Tally the lines of the listing that contain the string "pillow", matching case exactly, and give only that number.

─── Records for this task ───

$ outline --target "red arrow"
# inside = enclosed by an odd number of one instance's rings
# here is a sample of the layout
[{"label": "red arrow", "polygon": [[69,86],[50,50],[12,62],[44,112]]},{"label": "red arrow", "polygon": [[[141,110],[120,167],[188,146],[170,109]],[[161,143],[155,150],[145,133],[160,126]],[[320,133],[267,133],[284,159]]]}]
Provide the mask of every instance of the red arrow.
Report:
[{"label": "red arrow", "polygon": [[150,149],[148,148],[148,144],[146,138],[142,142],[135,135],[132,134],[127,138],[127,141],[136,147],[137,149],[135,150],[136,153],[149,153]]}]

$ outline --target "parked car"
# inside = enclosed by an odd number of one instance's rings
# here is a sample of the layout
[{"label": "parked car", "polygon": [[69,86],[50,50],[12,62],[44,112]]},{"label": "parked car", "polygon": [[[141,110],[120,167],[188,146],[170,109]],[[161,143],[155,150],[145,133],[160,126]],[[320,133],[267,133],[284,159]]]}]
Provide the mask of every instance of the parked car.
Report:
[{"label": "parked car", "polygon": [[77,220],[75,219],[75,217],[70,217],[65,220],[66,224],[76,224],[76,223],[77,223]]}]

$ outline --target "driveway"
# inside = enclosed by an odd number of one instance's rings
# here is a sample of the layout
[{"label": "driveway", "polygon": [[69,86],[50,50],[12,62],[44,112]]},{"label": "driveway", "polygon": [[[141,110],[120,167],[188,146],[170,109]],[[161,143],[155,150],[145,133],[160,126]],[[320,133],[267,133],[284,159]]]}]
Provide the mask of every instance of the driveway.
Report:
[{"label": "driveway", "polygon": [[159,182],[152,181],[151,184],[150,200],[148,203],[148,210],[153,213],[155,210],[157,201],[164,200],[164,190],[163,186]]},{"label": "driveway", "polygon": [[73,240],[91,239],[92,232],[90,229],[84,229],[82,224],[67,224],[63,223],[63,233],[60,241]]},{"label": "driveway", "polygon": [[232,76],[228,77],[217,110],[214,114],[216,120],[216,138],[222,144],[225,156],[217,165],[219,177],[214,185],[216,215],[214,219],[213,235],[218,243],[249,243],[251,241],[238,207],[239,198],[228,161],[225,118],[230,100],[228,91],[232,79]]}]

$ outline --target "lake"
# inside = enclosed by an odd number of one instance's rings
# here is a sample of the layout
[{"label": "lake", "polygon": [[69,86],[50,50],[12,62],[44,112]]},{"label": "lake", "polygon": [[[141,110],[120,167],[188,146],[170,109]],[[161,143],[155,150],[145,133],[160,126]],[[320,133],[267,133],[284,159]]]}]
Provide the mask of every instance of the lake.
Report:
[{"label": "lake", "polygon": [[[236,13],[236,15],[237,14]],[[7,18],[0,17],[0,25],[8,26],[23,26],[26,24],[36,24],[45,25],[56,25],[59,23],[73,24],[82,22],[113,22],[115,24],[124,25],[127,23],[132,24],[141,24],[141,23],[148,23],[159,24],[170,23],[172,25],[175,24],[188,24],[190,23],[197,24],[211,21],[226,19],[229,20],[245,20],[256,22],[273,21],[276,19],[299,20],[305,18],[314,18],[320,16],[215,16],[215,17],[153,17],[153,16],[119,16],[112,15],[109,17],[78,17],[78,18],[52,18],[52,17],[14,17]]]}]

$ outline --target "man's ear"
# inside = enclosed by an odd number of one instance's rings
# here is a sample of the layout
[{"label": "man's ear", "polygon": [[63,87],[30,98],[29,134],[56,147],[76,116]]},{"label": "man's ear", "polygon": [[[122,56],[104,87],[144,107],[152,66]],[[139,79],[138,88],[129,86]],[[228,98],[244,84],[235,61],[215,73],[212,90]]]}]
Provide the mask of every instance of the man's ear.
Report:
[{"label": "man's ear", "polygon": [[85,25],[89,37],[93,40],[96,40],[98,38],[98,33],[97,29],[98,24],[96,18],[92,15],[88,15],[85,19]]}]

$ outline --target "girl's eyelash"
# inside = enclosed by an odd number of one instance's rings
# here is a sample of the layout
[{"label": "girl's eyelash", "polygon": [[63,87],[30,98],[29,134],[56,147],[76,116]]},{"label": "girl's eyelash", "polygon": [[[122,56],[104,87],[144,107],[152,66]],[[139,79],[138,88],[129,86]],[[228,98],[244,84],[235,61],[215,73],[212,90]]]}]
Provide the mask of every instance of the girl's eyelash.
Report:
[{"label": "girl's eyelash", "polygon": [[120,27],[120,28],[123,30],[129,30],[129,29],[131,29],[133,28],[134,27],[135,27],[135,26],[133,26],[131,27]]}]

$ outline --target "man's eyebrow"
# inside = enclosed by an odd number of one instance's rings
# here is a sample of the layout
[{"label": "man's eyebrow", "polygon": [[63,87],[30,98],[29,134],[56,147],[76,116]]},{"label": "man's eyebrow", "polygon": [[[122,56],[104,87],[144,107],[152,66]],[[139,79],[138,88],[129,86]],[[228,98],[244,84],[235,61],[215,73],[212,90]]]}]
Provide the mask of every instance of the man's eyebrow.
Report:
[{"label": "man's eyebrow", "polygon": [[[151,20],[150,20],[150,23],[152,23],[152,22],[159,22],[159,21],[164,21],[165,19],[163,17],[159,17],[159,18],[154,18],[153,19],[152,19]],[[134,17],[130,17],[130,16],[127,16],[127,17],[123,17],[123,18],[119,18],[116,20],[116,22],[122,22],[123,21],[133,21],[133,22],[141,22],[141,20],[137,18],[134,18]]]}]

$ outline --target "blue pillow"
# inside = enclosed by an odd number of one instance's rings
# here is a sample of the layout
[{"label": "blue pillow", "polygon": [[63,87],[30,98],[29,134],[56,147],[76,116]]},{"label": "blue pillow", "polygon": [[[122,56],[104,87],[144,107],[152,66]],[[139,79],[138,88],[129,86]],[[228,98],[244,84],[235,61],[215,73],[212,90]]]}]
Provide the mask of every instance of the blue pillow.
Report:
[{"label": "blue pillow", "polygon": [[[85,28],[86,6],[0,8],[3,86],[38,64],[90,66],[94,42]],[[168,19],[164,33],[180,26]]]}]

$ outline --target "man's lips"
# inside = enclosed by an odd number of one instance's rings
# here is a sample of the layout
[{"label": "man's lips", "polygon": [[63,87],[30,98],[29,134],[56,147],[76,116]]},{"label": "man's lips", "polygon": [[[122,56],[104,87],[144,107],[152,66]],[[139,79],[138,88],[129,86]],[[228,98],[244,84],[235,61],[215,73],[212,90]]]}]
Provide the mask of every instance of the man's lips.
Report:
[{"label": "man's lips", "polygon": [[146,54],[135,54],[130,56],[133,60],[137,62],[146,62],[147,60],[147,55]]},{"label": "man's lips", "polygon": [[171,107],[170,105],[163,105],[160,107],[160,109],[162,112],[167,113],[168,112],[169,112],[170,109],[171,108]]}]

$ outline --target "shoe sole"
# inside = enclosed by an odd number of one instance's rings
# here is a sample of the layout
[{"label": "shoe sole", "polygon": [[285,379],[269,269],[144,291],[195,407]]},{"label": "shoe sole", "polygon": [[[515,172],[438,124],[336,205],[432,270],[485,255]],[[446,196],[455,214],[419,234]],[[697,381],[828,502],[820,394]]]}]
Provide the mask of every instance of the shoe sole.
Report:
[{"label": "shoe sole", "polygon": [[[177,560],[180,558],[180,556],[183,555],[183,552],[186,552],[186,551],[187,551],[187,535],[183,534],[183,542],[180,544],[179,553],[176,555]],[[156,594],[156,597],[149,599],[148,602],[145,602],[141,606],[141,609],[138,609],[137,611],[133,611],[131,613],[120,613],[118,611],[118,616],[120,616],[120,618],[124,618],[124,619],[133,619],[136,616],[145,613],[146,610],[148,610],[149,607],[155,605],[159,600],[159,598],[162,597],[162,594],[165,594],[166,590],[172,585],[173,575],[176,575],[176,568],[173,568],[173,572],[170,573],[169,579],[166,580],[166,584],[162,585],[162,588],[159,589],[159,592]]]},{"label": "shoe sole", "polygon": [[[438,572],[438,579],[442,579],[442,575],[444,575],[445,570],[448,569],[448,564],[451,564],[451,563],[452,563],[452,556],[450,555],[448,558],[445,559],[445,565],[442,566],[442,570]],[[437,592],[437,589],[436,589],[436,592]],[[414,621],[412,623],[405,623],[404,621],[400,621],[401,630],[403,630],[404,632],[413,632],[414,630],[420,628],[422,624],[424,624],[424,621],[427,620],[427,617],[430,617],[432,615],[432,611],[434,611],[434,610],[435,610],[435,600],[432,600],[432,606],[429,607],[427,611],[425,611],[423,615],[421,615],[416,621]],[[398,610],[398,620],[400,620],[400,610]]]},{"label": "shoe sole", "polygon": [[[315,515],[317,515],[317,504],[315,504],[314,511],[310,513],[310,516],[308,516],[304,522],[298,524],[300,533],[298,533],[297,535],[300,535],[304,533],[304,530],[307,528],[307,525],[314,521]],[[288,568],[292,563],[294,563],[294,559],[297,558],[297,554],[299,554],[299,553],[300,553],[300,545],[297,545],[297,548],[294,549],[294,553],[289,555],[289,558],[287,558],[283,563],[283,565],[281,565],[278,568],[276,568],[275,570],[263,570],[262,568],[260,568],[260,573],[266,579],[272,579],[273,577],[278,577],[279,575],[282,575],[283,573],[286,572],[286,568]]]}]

───

Task result: 4